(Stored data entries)

"""

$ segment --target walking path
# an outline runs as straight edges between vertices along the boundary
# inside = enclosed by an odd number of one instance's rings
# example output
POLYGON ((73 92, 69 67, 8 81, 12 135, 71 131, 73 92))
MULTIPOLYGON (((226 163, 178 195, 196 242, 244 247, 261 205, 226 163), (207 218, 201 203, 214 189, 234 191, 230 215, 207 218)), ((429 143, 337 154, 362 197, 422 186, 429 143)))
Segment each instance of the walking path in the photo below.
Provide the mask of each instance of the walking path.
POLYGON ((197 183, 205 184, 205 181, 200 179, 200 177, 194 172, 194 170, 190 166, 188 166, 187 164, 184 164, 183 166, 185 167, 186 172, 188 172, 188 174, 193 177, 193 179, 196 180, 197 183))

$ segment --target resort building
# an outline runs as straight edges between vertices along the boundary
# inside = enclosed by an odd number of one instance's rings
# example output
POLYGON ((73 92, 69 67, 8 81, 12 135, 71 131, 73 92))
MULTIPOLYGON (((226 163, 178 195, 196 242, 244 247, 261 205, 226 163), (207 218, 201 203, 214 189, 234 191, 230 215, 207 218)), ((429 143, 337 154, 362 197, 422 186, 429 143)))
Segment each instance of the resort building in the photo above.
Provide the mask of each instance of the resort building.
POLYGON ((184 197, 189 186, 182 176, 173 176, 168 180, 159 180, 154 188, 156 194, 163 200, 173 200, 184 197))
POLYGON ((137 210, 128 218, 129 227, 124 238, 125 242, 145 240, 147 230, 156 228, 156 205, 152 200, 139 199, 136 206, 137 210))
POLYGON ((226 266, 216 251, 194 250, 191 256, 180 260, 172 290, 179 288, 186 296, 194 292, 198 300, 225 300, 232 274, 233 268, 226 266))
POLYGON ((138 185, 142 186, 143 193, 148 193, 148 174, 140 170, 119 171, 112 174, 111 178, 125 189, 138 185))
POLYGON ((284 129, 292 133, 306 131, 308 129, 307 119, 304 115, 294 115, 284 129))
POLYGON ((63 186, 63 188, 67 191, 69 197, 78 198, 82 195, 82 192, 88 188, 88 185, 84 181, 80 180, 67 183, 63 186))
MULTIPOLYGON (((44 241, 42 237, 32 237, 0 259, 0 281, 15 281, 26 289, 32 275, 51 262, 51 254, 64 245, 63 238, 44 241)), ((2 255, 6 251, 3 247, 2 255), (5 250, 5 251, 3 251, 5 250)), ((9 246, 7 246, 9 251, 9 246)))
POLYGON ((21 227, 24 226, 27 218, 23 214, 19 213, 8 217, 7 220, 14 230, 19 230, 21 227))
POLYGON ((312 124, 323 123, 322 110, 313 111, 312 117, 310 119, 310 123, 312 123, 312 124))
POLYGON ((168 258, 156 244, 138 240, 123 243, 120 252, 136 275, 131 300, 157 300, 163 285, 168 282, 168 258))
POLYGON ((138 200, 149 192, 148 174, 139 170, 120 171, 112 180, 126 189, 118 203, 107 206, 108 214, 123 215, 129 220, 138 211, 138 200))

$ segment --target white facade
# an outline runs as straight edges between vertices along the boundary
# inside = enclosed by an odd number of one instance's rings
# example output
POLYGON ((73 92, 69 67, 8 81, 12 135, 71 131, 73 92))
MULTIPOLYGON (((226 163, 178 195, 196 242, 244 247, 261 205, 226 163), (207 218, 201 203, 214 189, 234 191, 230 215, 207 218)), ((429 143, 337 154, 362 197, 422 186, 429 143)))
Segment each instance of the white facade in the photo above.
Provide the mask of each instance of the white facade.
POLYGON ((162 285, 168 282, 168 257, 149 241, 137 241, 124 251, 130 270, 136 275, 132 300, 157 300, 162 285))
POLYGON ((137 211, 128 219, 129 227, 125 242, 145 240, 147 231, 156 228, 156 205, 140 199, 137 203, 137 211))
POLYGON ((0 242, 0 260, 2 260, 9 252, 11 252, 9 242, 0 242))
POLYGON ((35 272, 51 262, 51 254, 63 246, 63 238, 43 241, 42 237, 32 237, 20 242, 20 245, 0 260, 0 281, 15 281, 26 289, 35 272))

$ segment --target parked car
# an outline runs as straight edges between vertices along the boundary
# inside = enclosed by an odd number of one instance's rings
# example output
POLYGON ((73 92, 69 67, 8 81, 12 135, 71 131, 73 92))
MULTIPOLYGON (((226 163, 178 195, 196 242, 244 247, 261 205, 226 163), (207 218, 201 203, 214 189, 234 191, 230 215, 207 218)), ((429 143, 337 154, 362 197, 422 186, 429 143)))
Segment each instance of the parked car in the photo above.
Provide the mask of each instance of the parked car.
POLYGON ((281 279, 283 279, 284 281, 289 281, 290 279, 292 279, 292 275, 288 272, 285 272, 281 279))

"""

* _ASSIGNMENT_:
Nothing in the data may be left out; copy every line exactly.

* _OUTPUT BELOW_:
$ segment --target walking path
# an outline runs as straight edges between vertices along the boundary
# inside = enclosed by an odd number of one instance's rings
# example output
POLYGON ((73 92, 69 67, 8 81, 12 135, 71 131, 73 92))
MULTIPOLYGON (((226 163, 178 195, 196 242, 244 247, 261 205, 226 163), (207 218, 201 203, 214 189, 234 191, 230 215, 207 218)), ((429 143, 337 154, 362 197, 422 186, 429 143)))
Segment each instance of the walking path in the photo below.
Provide the mask of each instance of the walking path.
POLYGON ((197 183, 205 184, 205 181, 200 179, 200 177, 194 172, 194 170, 190 166, 188 166, 187 164, 184 164, 183 166, 185 167, 186 172, 188 172, 188 174, 193 177, 193 179, 196 180, 197 183))

$ segment --target resort building
# an outline runs as straight edges between vertices along the boundary
# inside = enclosed by an odd number of one instance's rings
# example output
POLYGON ((73 92, 69 67, 8 81, 12 135, 71 131, 73 92))
MULTIPOLYGON (((226 163, 178 195, 196 242, 244 247, 261 205, 226 163), (207 218, 201 203, 214 189, 234 191, 230 215, 207 218)), ((429 143, 337 154, 362 197, 422 186, 429 143)))
Segment each instance of the resort building in the photo above.
Provide the mask of each instance of the resort building.
POLYGON ((184 197, 189 186, 182 176, 173 176, 168 180, 159 180, 154 188, 156 194, 163 200, 173 200, 184 197))
POLYGON ((137 210, 128 218, 129 227, 124 238, 125 242, 145 240, 147 230, 156 228, 156 205, 152 200, 139 199, 136 206, 137 210))
POLYGON ((226 266, 216 251, 194 250, 191 256, 180 260, 172 290, 179 288, 186 296, 194 292, 198 300, 225 300, 232 274, 233 268, 226 266))
POLYGON ((138 185, 142 186, 143 193, 148 193, 148 174, 140 170, 119 171, 112 174, 111 178, 125 189, 138 185))
POLYGON ((284 129, 292 133, 306 131, 308 129, 307 119, 304 115, 294 115, 284 129))
POLYGON ((63 186, 63 188, 67 191, 69 197, 78 198, 82 195, 82 192, 88 188, 88 185, 84 181, 80 180, 67 183, 63 186))
MULTIPOLYGON (((44 241, 42 237, 32 237, 0 259, 0 281, 15 281, 26 289, 32 275, 51 262, 51 254, 64 245, 63 238, 44 241)), ((2 255, 6 251, 3 247, 2 255), (5 250, 5 251, 3 251, 5 250)), ((9 246, 7 246, 9 251, 9 246)))
POLYGON ((21 227, 24 226, 27 218, 23 214, 19 213, 8 217, 7 220, 14 230, 19 230, 21 227))
POLYGON ((312 124, 323 123, 322 110, 313 111, 312 117, 310 119, 310 123, 312 123, 312 124))
POLYGON ((168 258, 156 244, 138 240, 123 243, 120 252, 136 275, 131 300, 157 300, 163 285, 168 282, 168 258))
POLYGON ((138 200, 149 192, 148 174, 139 170, 120 171, 112 180, 126 189, 118 203, 107 206, 108 214, 123 215, 129 220, 138 211, 138 200))

$ segment --target white facade
# an outline runs as straight edges between vertices along the boundary
# inside = enclosed by an odd number of one instance's rings
# example output
POLYGON ((73 92, 69 67, 8 81, 12 135, 71 131, 73 92))
MULTIPOLYGON (((226 163, 178 195, 196 242, 244 247, 261 205, 226 163), (207 218, 201 203, 214 189, 234 191, 230 215, 207 218)), ((429 143, 337 154, 362 197, 422 186, 429 143)))
Segment each instance of the white facade in the photo above.
Provide the mask of each instance of the white facade.
POLYGON ((162 285, 168 282, 168 257, 149 241, 137 241, 124 251, 130 270, 136 275, 132 300, 157 300, 162 285))
POLYGON ((137 211, 128 219, 129 227, 125 242, 145 240, 147 231, 156 228, 156 205, 140 199, 137 203, 137 211))
POLYGON ((0 242, 0 260, 2 260, 9 252, 11 252, 9 242, 0 242))
POLYGON ((35 272, 51 262, 51 254, 63 246, 63 238, 43 241, 42 237, 32 237, 20 242, 20 245, 0 260, 0 281, 15 281, 26 289, 35 272))

$ segment --target parked car
# an outline runs as straight edges between vertices along the boundary
# inside = enclosed by an odd number of one instance's rings
# example output
POLYGON ((73 92, 69 67, 8 81, 12 135, 71 131, 73 92))
MULTIPOLYGON (((226 163, 178 195, 196 242, 244 247, 261 205, 226 163), (207 218, 201 203, 214 189, 234 191, 230 215, 207 218)), ((429 143, 337 154, 362 197, 422 186, 429 143)))
Segment each instance of the parked car in the photo above.
Provide the mask of each instance of the parked car.
POLYGON ((281 279, 283 279, 284 281, 289 281, 290 279, 292 279, 292 275, 288 272, 285 272, 281 279))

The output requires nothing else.